- **Your task**
Swap "every instance" for "all instances" wherever it occurs in the items below, and reproduce all other text unchanged.

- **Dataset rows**

====

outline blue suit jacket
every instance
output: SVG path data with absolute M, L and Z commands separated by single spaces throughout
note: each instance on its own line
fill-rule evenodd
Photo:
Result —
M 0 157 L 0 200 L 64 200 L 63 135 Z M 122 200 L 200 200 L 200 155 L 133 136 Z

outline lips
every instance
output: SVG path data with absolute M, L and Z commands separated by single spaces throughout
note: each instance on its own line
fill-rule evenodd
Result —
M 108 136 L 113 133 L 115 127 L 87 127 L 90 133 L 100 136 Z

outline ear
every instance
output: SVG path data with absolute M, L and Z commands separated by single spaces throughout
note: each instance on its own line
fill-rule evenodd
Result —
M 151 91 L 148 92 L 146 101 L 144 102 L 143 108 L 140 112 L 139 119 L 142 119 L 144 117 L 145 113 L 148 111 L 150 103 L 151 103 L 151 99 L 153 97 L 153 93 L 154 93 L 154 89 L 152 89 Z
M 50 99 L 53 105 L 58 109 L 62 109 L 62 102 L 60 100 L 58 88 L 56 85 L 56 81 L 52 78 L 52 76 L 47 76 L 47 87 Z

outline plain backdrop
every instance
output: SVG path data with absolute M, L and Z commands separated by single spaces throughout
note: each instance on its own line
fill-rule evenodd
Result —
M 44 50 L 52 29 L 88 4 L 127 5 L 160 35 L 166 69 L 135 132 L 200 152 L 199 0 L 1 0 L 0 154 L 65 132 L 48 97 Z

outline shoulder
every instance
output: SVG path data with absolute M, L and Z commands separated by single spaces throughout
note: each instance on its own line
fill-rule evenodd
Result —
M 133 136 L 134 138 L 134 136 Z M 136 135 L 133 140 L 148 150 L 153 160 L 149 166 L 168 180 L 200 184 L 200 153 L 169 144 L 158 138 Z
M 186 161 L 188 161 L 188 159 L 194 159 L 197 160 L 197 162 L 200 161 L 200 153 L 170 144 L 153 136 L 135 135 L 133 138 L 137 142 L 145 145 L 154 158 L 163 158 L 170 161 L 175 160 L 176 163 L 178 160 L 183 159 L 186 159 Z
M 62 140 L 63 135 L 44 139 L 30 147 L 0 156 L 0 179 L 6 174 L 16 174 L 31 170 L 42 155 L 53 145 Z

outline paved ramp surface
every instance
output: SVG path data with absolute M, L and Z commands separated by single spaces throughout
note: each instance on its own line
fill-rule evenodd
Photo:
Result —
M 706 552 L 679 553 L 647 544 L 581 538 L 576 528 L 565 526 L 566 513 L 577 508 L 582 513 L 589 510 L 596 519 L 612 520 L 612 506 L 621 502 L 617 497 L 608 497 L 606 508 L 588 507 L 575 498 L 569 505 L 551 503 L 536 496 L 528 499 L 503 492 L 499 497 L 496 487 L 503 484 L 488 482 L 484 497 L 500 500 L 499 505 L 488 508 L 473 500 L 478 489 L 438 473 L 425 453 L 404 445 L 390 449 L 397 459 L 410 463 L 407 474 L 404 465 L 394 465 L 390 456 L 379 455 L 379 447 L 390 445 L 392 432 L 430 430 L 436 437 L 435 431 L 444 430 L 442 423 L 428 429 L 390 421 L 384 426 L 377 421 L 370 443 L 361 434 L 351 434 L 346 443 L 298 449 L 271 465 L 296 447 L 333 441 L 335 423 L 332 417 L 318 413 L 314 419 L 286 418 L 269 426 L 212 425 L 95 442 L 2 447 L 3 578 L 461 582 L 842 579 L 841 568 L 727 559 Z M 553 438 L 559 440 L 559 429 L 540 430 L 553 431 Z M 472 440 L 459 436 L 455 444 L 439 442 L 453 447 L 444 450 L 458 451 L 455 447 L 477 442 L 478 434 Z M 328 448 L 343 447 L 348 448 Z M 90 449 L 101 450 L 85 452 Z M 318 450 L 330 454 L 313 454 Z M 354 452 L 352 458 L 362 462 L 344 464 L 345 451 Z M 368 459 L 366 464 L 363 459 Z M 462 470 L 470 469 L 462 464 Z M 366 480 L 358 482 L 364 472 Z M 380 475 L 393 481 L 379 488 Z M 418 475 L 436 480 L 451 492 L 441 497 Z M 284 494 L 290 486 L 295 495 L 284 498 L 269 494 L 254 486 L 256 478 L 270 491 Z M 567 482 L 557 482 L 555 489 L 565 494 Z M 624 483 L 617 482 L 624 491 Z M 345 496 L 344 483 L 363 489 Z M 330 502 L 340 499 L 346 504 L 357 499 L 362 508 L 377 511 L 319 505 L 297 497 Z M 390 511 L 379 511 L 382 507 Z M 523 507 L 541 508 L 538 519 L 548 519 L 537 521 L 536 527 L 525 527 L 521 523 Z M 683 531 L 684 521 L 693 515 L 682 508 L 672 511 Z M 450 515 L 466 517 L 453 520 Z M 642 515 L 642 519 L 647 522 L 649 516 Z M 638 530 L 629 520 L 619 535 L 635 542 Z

====

- **Response for this exercise**
outline blue suit jacket
all instances
output: SVG path data with absolute M, L and Z commands separated by single spaces throughout
note: each instance on its own line
fill-rule evenodd
Photo:
Result —
M 0 157 L 0 200 L 64 200 L 63 135 Z M 122 200 L 200 200 L 200 155 L 133 136 Z

outline lips
all instances
output: SVG path data with absolute M, L and Z commands separated by single spaces throughout
note: each instance on its own line
fill-rule evenodd
Result —
M 108 136 L 113 133 L 115 127 L 87 127 L 90 133 L 100 136 Z

outline ear
all instances
output: SVG path data with absolute M, L and Z commands separated by single spaces throughout
note: each instance on its own line
fill-rule evenodd
Result —
M 151 91 L 148 92 L 146 101 L 144 102 L 143 108 L 140 112 L 139 119 L 142 119 L 144 117 L 145 113 L 148 111 L 150 103 L 151 103 L 151 99 L 153 97 L 153 93 L 154 93 L 154 89 L 152 89 Z
M 50 99 L 53 105 L 58 109 L 62 109 L 62 102 L 60 100 L 58 88 L 56 85 L 56 81 L 52 78 L 52 76 L 47 76 L 47 87 Z

outline plain backdrop
all instances
output: SVG path data with absolute M, L and Z commands separated by single spaces throughout
note: each instance on its own line
fill-rule evenodd
Result —
M 44 50 L 52 29 L 88 4 L 127 5 L 160 35 L 166 69 L 135 132 L 200 152 L 199 0 L 1 0 L 0 154 L 65 132 L 48 97 Z

outline shoulder
all instances
output: SVG path data with absolute M, L and Z commands separated by single spaces throughout
note: each instance on its own line
fill-rule evenodd
Result —
M 133 136 L 134 138 L 134 136 Z M 136 135 L 133 140 L 148 150 L 153 160 L 149 166 L 168 180 L 200 184 L 200 153 L 169 144 L 158 138 Z
M 186 161 L 188 161 L 188 159 L 194 159 L 197 160 L 197 162 L 200 161 L 200 153 L 170 144 L 153 136 L 135 135 L 133 138 L 137 142 L 145 145 L 154 158 L 163 158 L 170 161 L 175 160 L 176 163 L 178 160 L 183 159 L 186 159 Z
M 62 140 L 63 135 L 44 139 L 30 147 L 0 156 L 0 179 L 6 174 L 16 174 L 31 170 L 42 155 L 53 145 Z

outline paved ramp surface
all instances
output: SVG path data with absolute M, L and Z commands separated by single spaces throughout
note: each instance on its own line
fill-rule evenodd
Photo:
Result —
M 706 552 L 679 553 L 647 544 L 581 538 L 576 528 L 565 526 L 566 513 L 577 508 L 582 513 L 589 510 L 596 519 L 612 520 L 612 506 L 621 502 L 617 497 L 608 497 L 606 508 L 588 507 L 575 498 L 569 505 L 551 503 L 536 496 L 528 499 L 503 492 L 499 497 L 496 487 L 503 484 L 488 482 L 484 497 L 500 500 L 499 505 L 488 508 L 473 500 L 478 489 L 438 473 L 425 453 L 404 445 L 390 449 L 397 459 L 410 463 L 407 474 L 404 465 L 394 465 L 390 456 L 379 455 L 379 447 L 390 445 L 392 432 L 430 430 L 436 437 L 435 431 L 444 430 L 442 423 L 428 429 L 390 421 L 384 426 L 377 421 L 370 443 L 361 434 L 351 434 L 346 443 L 298 449 L 271 465 L 296 447 L 333 441 L 335 423 L 332 417 L 318 413 L 314 419 L 286 418 L 269 426 L 212 425 L 95 442 L 2 447 L 3 578 L 461 582 L 842 579 L 841 568 L 727 559 Z M 553 438 L 559 440 L 559 429 L 540 430 L 553 431 Z M 472 440 L 459 436 L 455 444 L 439 442 L 453 447 L 444 450 L 458 451 L 455 447 L 477 442 L 478 434 Z M 328 448 L 343 447 L 348 448 Z M 90 449 L 101 450 L 85 452 Z M 318 450 L 330 454 L 313 454 Z M 354 452 L 352 458 L 362 462 L 344 464 L 345 451 Z M 368 459 L 366 464 L 363 459 Z M 462 470 L 470 469 L 462 464 Z M 366 480 L 358 482 L 364 472 Z M 380 475 L 393 481 L 379 488 Z M 418 475 L 436 480 L 451 492 L 441 497 Z M 284 494 L 290 486 L 295 495 L 284 498 L 269 494 L 254 486 L 256 478 L 270 491 Z M 567 482 L 557 482 L 555 489 L 565 494 Z M 624 483 L 617 482 L 624 491 Z M 345 496 L 344 483 L 363 489 Z M 330 502 L 340 499 L 346 504 L 357 499 L 362 508 L 377 511 L 319 505 L 297 497 Z M 390 511 L 379 511 L 382 507 Z M 523 507 L 541 508 L 538 519 L 548 519 L 537 521 L 536 527 L 525 527 L 521 523 Z M 683 531 L 684 521 L 693 515 L 682 508 L 672 511 Z M 450 515 L 466 517 L 453 520 Z M 642 515 L 642 519 L 647 522 L 649 516 Z M 638 530 L 629 520 L 619 535 L 635 542 Z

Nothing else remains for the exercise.